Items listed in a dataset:
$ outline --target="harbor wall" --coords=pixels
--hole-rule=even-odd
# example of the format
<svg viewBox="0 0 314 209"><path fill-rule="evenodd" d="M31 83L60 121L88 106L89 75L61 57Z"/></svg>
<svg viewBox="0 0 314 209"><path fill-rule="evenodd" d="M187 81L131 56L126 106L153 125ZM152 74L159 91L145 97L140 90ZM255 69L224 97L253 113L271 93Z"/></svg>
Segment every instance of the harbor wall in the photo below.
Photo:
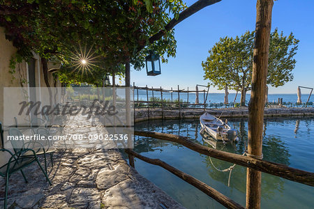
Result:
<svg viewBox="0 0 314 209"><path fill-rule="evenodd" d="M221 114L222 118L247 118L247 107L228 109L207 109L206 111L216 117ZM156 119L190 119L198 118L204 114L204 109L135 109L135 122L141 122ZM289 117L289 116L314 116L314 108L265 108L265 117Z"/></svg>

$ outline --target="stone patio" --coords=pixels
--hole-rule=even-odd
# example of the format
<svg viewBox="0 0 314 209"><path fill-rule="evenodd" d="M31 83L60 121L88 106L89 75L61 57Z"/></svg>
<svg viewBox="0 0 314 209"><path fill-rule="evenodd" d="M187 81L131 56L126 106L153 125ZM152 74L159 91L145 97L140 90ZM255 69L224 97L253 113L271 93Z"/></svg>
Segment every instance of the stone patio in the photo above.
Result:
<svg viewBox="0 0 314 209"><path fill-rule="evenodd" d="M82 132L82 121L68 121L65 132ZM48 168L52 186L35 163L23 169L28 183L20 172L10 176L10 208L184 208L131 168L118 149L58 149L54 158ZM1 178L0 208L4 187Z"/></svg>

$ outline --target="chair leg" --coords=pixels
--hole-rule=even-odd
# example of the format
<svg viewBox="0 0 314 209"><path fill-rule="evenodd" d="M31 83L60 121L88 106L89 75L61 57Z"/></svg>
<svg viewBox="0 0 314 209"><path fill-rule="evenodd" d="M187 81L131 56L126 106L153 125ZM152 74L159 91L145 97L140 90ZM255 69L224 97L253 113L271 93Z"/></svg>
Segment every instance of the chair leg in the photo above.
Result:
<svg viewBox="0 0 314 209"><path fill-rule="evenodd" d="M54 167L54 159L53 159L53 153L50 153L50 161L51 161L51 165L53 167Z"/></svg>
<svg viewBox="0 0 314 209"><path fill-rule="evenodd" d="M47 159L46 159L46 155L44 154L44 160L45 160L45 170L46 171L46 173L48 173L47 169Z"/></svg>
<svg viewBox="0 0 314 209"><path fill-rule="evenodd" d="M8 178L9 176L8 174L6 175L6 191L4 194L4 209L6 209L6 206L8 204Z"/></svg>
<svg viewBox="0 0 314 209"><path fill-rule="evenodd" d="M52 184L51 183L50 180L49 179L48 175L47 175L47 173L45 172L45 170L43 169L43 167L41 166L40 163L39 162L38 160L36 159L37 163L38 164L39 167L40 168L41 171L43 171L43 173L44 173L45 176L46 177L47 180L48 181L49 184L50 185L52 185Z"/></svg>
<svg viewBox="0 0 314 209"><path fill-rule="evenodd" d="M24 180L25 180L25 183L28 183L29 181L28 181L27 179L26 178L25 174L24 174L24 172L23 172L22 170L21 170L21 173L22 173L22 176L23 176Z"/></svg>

- **Short task**: Each record above must be returned exactly as written, with its pictures omitted.

- **Task result**:
$ outline --target="harbor wall" --coords=pixels
--hole-rule=even-odd
# example of the format
<svg viewBox="0 0 314 209"><path fill-rule="evenodd" d="M31 83L60 121L88 106L89 75L61 57Z"/></svg>
<svg viewBox="0 0 314 209"><path fill-rule="evenodd" d="M187 81L131 56L126 106L153 125ZM152 74L159 91L145 97L140 90ZM255 69L224 97L253 113L271 93Z"/></svg>
Segment every instance of the harbor wall in the photo below.
Photo:
Result:
<svg viewBox="0 0 314 209"><path fill-rule="evenodd" d="M221 114L222 118L247 118L247 107L228 109L207 109L206 111L216 117ZM156 119L190 119L198 118L204 114L204 109L135 109L135 122L141 122ZM289 117L289 116L314 116L314 108L265 108L265 117Z"/></svg>

$ outline --target="stone patio" --coords=pixels
--hole-rule=even-odd
# example of the format
<svg viewBox="0 0 314 209"><path fill-rule="evenodd" d="M31 83L60 121L88 106L89 75L61 57Z"/></svg>
<svg viewBox="0 0 314 209"><path fill-rule="evenodd" d="M187 81L131 56L126 106L153 125ZM152 74L159 91L145 97L140 90ZM255 69L224 97L253 113L271 93Z"/></svg>
Segment every instance of the stone patio in the photo above.
Result:
<svg viewBox="0 0 314 209"><path fill-rule="evenodd" d="M82 132L82 121L68 121L65 132ZM48 168L52 186L35 163L23 169L28 183L20 172L10 176L10 208L184 208L131 168L118 149L58 149L54 158ZM1 178L0 208L4 187Z"/></svg>

$ outline --target="chair leg" --coords=pixels
--hole-rule=even-odd
# example of the format
<svg viewBox="0 0 314 209"><path fill-rule="evenodd" d="M31 83L60 121L88 106L89 75L61 57Z"/></svg>
<svg viewBox="0 0 314 209"><path fill-rule="evenodd" d="M187 81L131 56L126 106L153 125ZM152 74L159 91L145 97L140 90ZM255 69L224 97L253 113L271 93Z"/></svg>
Segment every instance of the chair leg in the photo above.
Result:
<svg viewBox="0 0 314 209"><path fill-rule="evenodd" d="M54 167L54 159L53 159L53 153L50 153L50 161L51 161L51 165L53 167Z"/></svg>
<svg viewBox="0 0 314 209"><path fill-rule="evenodd" d="M47 159L46 159L46 155L44 154L44 160L45 160L45 170L46 171L46 173L48 173L47 169Z"/></svg>
<svg viewBox="0 0 314 209"><path fill-rule="evenodd" d="M8 178L9 176L8 174L6 175L6 191L4 194L4 209L6 209L6 206L8 204Z"/></svg>
<svg viewBox="0 0 314 209"><path fill-rule="evenodd" d="M52 184L51 183L50 180L49 179L48 175L47 175L47 173L45 172L45 170L43 169L43 167L41 166L40 163L39 162L38 160L36 159L37 163L38 164L39 167L40 168L41 171L43 171L43 173L44 173L45 176L46 177L47 180L48 181L49 184L50 185L52 185Z"/></svg>
<svg viewBox="0 0 314 209"><path fill-rule="evenodd" d="M24 180L25 180L25 183L28 183L29 181L28 181L27 179L26 178L25 174L24 174L24 172L23 172L22 170L21 170L21 173L22 173L22 176L23 176Z"/></svg>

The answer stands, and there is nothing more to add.